TEXTE SUPPORT —
Oui, je sais, c’est un peu facile, un tantinet putassier, mais le feuilleton de l’été qui a fait irruption un petit matin de juin sur nos écrans nous réserve vraiment son lot de rebondissements. Le poids des mots le choc des photos, en l’occurrence ce sont surtout ces dernières qui nous ont bousculés. Déferlement, emballement, un vrai torrent de boue... et puis rebondissement, la tendance s’inverse et c’est à ce moment que resurgit Banon.

 

Banon est un charmant petit village des Alpes-de-Haute-Provence adossé au plateau d'Albion entre Lure et Ventoux dans les collines chères à Jean Giono. 878 habitants et plus de 100 000 livres à la librairie « Les Bluets » de Joël Gatefossé menuisier originaire de l’Essonne qui raconte avoir « cassé sa vie » à la mort de ses parents en 1990 et être venu s’installer un peu par hasard à Banon. Les débuts sont difficiles puis c’est le décollage et enfin le succès du au bouche à oreille.  41591_38604058314_1093205_n.jpg

Le banon est un petit fromage français de 6 à 7 cm de diamètre, au lait cru de chèvre d'une centaine de grammes issu d'anciennes recettes des fermes des Alpes-de-Haute-Provence. Les chèvres sont exclusivement de races provençale, rove et alpine et elles doivent paître sur les collines de la région pendant au moins 210 jours par an. Fromage à pâte molle à croûte naturelle, élaboré à partir de la technique du caillé doux et moulé à la louche avant d'être habillé, à la main, dans des feuilles de châtaigniers brunes et liées par un brin de raphia naturel (il est auparavant trempé dans l'alcool pour éviter les moisissures). Le ramassage des feuilles, qui doivent être récoltées brunes, se fait en automne lors de leur chute. Elles sont ramassées par des équipes de saisonniers sur le plateau d'Albion, dans les Cévennes, en Corse et en Ardèche.

CONSIGNE A — D'après le texte sur Banon, pendant combien de jours par an les chèvres doivent-elles au minimum paître sur les collines de la région ?
CONSIGNE B — Relevez dans le texte sur Banon tous les lieux où les feuilles de châtaigniers sont ramassées.
CONSIGNE C — Recopiez le passage du texte sur Banon qui commence par "Le banon est" et se poursuit jusqu'à "et en Ardèche.", en remplaçant "saisonniers" par "bénévoles".
Vous n'aurez pas besoin de la liste pour répondre.

DONNÉES —

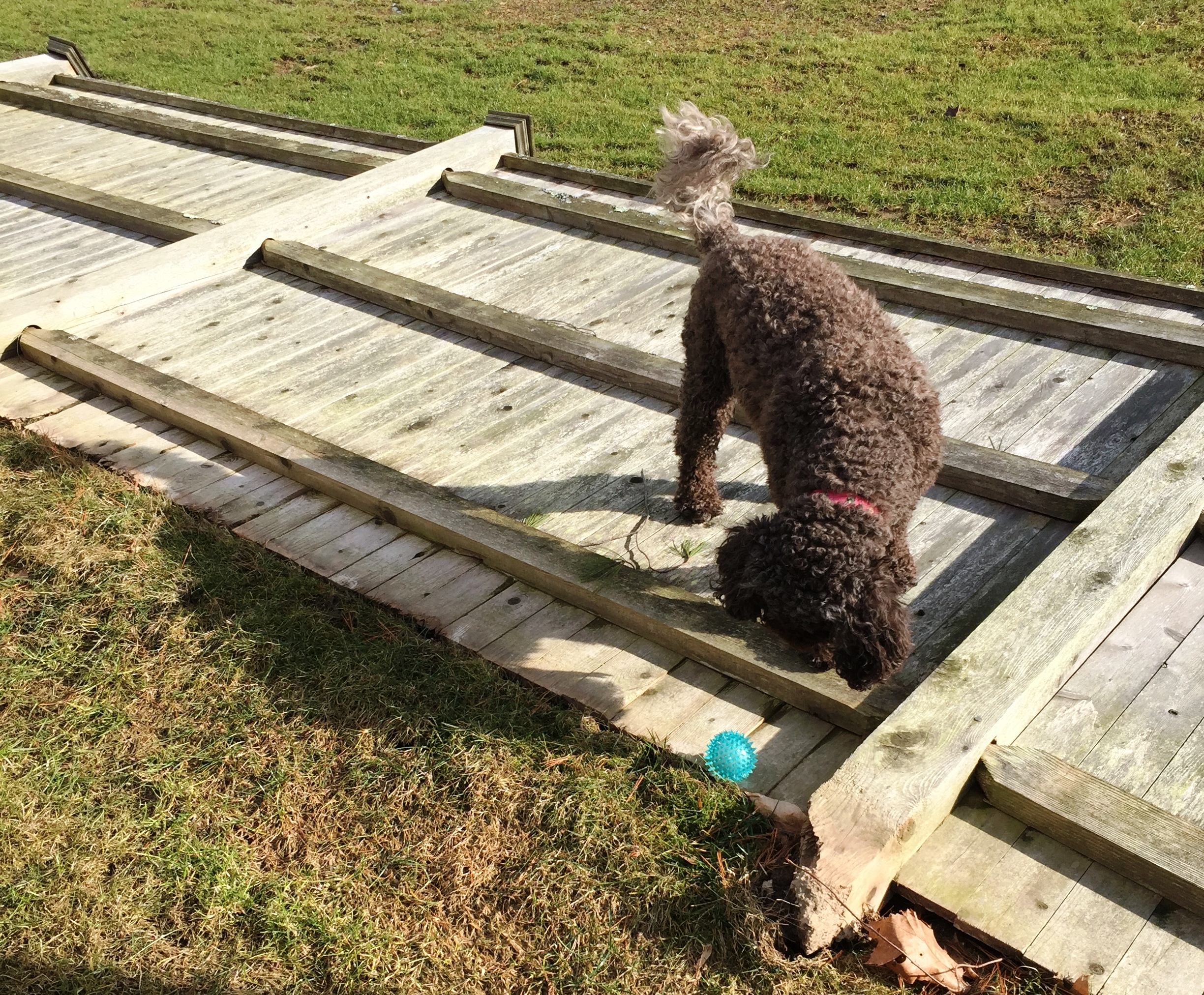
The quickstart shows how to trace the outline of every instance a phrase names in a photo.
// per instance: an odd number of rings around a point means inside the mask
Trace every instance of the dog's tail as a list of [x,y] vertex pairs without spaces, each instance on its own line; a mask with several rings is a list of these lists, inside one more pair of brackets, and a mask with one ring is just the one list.
[[661,107],[665,128],[657,128],[665,165],[653,183],[661,207],[683,214],[700,248],[733,231],[732,184],[745,170],[760,170],[761,159],[751,138],[736,134],[727,118],[708,118],[689,100],[674,114]]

CORRIGÉ A — Au moins 210 jours par an.

CORRIGÉ B — Le plateau d'Albion, les Cévennes, la Corse et l'Ardèche.

CORRIGÉ C —
Le banon est un petit fromage français de 6 à 7 cm de diamètre, au lait cru de chèvre d'une centaine de grammes issu d'anciennes recettes des fermes des Alpes-de-Haute-Provence. Les chèvres sont exclusivement de races provençale, rove et alpine et elles doivent paître sur les collines de la région pendant au moins 210 jours par an. Fromage à pâte molle à croûte naturelle, élaboré à partir de la technique du caillé doux et moulé à la louche avant d'être habillé, à la main, dans des feuilles de châtaigniers brunes et liées par un brin de raphia naturel (il est auparavant trempé dans l'alcool pour éviter les moisissures). Le ramassage des feuilles, qui doivent être récoltées brunes, se fait en automne lors de leur chute. Elles sont ramassées par des équipes de bénévoles sur le plateau d'Albion, dans les Cévennes, en Corse et en Ardèche.